[Start of Attachment]
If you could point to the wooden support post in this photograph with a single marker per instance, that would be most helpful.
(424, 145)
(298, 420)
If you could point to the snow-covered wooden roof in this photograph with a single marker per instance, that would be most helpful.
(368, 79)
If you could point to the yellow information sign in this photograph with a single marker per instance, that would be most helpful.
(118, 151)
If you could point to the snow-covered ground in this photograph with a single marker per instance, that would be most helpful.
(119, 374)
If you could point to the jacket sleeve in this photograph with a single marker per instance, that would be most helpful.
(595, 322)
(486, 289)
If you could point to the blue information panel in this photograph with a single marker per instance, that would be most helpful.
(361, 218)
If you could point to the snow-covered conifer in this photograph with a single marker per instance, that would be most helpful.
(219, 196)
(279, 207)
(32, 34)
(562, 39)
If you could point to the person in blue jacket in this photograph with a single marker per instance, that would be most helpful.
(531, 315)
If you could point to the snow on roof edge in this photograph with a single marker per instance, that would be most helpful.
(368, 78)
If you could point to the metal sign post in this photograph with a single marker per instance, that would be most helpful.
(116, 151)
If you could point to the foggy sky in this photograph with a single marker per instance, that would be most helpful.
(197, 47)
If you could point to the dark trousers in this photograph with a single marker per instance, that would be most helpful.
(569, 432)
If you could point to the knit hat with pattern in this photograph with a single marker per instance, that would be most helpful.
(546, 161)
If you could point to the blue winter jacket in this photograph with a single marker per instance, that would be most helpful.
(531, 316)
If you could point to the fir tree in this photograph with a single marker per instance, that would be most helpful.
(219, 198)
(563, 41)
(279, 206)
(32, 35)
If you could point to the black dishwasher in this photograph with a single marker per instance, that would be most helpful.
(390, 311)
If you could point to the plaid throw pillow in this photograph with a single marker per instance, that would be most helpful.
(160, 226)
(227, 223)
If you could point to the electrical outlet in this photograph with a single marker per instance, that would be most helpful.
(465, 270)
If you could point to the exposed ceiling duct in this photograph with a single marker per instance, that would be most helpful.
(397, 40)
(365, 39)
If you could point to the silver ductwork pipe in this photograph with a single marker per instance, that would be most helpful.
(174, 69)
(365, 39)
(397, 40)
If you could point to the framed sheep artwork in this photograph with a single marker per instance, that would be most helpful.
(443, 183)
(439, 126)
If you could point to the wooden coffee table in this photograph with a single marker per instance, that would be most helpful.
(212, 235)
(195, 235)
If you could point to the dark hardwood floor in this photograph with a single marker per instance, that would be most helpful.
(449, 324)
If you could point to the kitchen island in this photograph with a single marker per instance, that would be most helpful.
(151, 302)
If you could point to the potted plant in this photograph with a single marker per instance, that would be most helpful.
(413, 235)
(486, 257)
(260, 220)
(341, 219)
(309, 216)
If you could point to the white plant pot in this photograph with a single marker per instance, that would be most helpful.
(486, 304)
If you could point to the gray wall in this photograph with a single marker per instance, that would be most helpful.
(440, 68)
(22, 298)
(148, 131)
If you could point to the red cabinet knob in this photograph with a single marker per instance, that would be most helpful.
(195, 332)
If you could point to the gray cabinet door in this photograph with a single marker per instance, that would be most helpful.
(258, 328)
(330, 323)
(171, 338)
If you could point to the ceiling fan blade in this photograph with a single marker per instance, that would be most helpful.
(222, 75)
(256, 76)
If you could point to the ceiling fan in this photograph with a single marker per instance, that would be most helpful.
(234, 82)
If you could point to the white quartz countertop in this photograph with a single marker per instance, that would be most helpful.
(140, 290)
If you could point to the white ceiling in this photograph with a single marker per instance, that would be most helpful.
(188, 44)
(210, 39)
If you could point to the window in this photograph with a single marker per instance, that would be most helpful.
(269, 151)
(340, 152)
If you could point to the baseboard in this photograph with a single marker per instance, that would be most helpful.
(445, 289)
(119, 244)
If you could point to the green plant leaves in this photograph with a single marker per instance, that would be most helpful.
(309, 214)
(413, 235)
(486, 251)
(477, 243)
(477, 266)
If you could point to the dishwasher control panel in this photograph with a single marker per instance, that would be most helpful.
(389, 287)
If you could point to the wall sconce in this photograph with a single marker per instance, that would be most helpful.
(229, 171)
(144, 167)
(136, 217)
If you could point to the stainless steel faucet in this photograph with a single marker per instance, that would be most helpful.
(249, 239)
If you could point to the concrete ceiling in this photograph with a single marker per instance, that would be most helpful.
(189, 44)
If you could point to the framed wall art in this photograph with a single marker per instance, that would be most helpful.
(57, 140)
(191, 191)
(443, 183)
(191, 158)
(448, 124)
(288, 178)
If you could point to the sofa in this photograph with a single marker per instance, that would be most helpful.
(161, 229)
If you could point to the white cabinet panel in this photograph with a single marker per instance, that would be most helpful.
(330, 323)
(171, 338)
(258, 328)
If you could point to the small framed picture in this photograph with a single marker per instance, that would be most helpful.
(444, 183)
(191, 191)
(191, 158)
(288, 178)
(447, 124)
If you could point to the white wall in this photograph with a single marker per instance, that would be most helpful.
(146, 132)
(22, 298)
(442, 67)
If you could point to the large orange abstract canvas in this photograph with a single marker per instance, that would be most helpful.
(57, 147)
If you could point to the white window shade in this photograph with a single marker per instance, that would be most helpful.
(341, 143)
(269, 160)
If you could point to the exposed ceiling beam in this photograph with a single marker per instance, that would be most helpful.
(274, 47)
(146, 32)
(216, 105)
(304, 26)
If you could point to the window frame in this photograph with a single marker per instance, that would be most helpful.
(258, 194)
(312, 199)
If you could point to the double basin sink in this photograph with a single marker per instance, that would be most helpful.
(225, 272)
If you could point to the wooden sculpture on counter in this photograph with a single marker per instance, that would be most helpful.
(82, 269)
[End of Attachment]
** Task requirements **
Reproduce each entry above exactly, keeping every character.

** Answer area **
If you could point to the wooden support post in this photograph with a single marker per instance, that would be most helpful.
(424, 145)
(298, 420)
If you could point to the snow-covered wooden roof in this photograph with a single marker per instance, that would be most helpful.
(368, 79)
If you could point to the yellow information sign in this photograph with a single marker per instance, that would be most helpful.
(118, 151)
If you could point to the snow-covered ground in this photograph with a single marker per instance, that would be most helpful.
(119, 374)
If you could point to the jacket sleeve in this photograph with a single marker per instance, that would be most helpful.
(595, 322)
(486, 289)
If you could point to the blue information panel in this photograph with a single marker per instance, that would be most helpful.
(361, 218)
If you could point to the snow-covered conifer in this photograph with a single marker per instance, that would be most helpful.
(219, 196)
(279, 207)
(32, 34)
(562, 39)
If you could point to the person in blue jacket in this photograph with a single marker per instance, that would be most helpful.
(531, 315)
If you could point to the snow on roof edge in this photograph with a single marker per instance, that would be most helpful.
(368, 78)
If you could point to the metal sign post in this photograph with a single marker per instance, that would be most helpful.
(116, 151)
If you could point to the foggy sky in this photograph with a single marker per instance, that would be most helpful.
(197, 47)
If you could point to the dark trousers in this photograph with a single marker per instance, that would be most helpful.
(569, 432)
If you could point to the knit hat with pattern in this photograph with a single marker per instance, that would be most helpful.
(546, 161)
If you could point to the blue winter jacket in this photograph with a single marker per instance, that would be most helpful.
(531, 316)
If you could point to the fir tree in this photograph with a single marker per instance, that would be most helpful.
(219, 198)
(563, 41)
(279, 206)
(32, 35)
If you could point to the black dishwasher in this photograph with a single marker per instance, that would be most helpful.
(390, 311)
If you could point to the plaid throw pillow in this photograph with a single marker per instance, that would be most helpful.
(160, 226)
(227, 223)
If you could point to the electrical outlet in this photograph with a single marker per instance, that would be most helpful.
(465, 270)
If you could point to the exposed ceiling duct in this photograph with a single marker per instance, that would be most helpful.
(397, 40)
(365, 39)
If you could point to the silver ductwork pipe in this photograph with a single marker per instance, that would be most helpful.
(174, 69)
(365, 39)
(397, 40)
If you could point to the framed sheep artwork in this photograph with a single marker per instance, that would be most helpful.
(443, 183)
(439, 126)
If you could point to the wooden coffee table in this photograph with a single marker per instance, that would be most helpful.
(212, 235)
(195, 235)
If you could point to the dark hardwood floor in this photograph with a single marker per instance, that would be most helpful.
(449, 324)
If you could point to the kitchen island in this photograph with a single marker per instance, that would be most helpful.
(151, 302)
If you could point to the potted plant in this photograph with a single marker per instance, that would be most helpful.
(413, 235)
(486, 257)
(260, 220)
(341, 219)
(309, 216)
If you could point to the white plant pot in this photograph with a single marker per instance, that would be most helpful.
(486, 304)
If you could point to the gray wall in this photograph with a single marker per instance, that would be most helpful.
(440, 68)
(22, 298)
(148, 131)
If you could point to the red cabinet knob in this photograph with a single marker per instance, that would be most helpful.
(195, 332)
If you could point to the gray cabinet door in this photograph with a single marker per instance, that would be most helpful.
(258, 328)
(330, 323)
(171, 338)
If you could point to the ceiling fan blade in this photograph with a single marker per instance, that would be most helpful.
(222, 75)
(256, 76)
If you could point to the ceiling fan in this photograph with a single marker per instance, that would be most helpful.
(234, 82)
If you could point to the white quartz countertop in this photograph with a single marker per instance, that would be most helpful.
(140, 290)
If you could point to the white ceiling in this photograph with a single marker per instance, that would be most helpful.
(188, 44)
(210, 39)
If you could point to the window in this photograph with a single marker per instance, that would be most helpful.
(269, 151)
(340, 152)
If you could point to the baseboard in this photograph with a single marker per instance, that would be most helpful.
(445, 289)
(119, 244)
If you could point to the green plant leaves in this photograph with a single marker per instance, that would be most helpful.
(309, 214)
(413, 235)
(486, 251)
(477, 243)
(477, 266)
If you could point to the dishwasher control panel in this photograph with a single marker per instance, that would be most helpful.
(389, 287)
If you could point to the wall sconce in this photograph with a single marker per instance, that would be most helpful.
(229, 171)
(144, 167)
(136, 217)
If you could point to the stainless steel faucet in this photograph with a single marker per instance, that would be most helpful.
(249, 239)
If you could point to the concrete ceiling in this photograph with a single marker per instance, that would be most helpful.
(189, 44)
If you could point to the framed wall art in this photograph with a single marker per instance, that would be most helpful.
(57, 140)
(191, 191)
(443, 183)
(191, 158)
(448, 124)
(288, 178)
If you could point to the sofa in this photograph with a single marker per instance, that would be most helpful.
(161, 229)
If you could point to the white cabinet panel in this photograph with a single marker per instance, that would be most helpful.
(330, 323)
(171, 338)
(258, 328)
If you could point to the small framed picture in this photograph with a single marker per instance, that would be most helpful.
(444, 183)
(191, 191)
(191, 158)
(288, 178)
(447, 124)
If you could point to the white wall in this photograph with a single marker per instance, that would be most helpful.
(146, 132)
(22, 298)
(442, 67)
If you could point to the large orange abstract canvas in this photograph with a single marker per instance, that would be most helpful.
(57, 147)
If you could point to the white window shade in this photograph with a single marker per instance, that would be most helpful.
(341, 143)
(269, 160)
If you could point to the exposed ceiling beam in this photograph with a single marker per instance, that would be most helpful.
(274, 47)
(146, 32)
(216, 105)
(304, 26)
If you could point to the window frame in this photograph with a single marker per instance, that would be most helpful.
(258, 194)
(312, 199)
If you could point to the double basin sink in this photograph with a single marker per instance, that would be most helpful.
(225, 272)
If you could point to the wooden sculpture on counter in this photograph with a single marker per instance, that would be most helpful.
(82, 269)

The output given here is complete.